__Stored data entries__
((

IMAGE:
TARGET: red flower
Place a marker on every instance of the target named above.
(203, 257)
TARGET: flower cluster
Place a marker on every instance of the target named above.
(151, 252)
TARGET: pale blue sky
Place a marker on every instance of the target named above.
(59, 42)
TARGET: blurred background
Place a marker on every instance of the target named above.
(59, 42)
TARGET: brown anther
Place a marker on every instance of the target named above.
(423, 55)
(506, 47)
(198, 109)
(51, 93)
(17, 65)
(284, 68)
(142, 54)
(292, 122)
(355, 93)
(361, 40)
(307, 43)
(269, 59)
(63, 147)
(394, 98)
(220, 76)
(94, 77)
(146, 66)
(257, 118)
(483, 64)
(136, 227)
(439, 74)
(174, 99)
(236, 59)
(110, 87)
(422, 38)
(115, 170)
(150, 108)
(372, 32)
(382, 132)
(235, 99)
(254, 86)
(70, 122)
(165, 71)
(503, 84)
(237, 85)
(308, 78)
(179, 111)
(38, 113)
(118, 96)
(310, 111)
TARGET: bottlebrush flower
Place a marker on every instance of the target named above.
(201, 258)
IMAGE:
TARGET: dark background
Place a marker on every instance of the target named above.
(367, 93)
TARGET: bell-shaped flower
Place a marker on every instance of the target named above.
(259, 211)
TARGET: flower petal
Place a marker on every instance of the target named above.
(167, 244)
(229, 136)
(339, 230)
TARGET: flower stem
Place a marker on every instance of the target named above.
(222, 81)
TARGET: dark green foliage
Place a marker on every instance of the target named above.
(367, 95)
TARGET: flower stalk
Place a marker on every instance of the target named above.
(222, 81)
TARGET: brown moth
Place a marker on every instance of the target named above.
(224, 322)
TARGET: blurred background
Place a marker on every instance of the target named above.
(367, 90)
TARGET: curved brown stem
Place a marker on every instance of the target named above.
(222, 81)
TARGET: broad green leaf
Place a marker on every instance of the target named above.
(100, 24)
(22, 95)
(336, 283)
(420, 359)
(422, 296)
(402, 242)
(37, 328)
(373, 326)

))

__WHAT IS REQUIRED__
What you give back should be only the lines of the records above, starting at the line with "TARGET: red flower" and ending at the line with "TARGET: pale blue sky", restated word for word.

__RESULT FOR THIS EXERCISE__
TARGET: red flower
Place a marker on every instance of the target named above.
(203, 257)
TARGET: flower cluster
Place a marker on every instance of the target named above.
(151, 252)
TARGET: pale blue sky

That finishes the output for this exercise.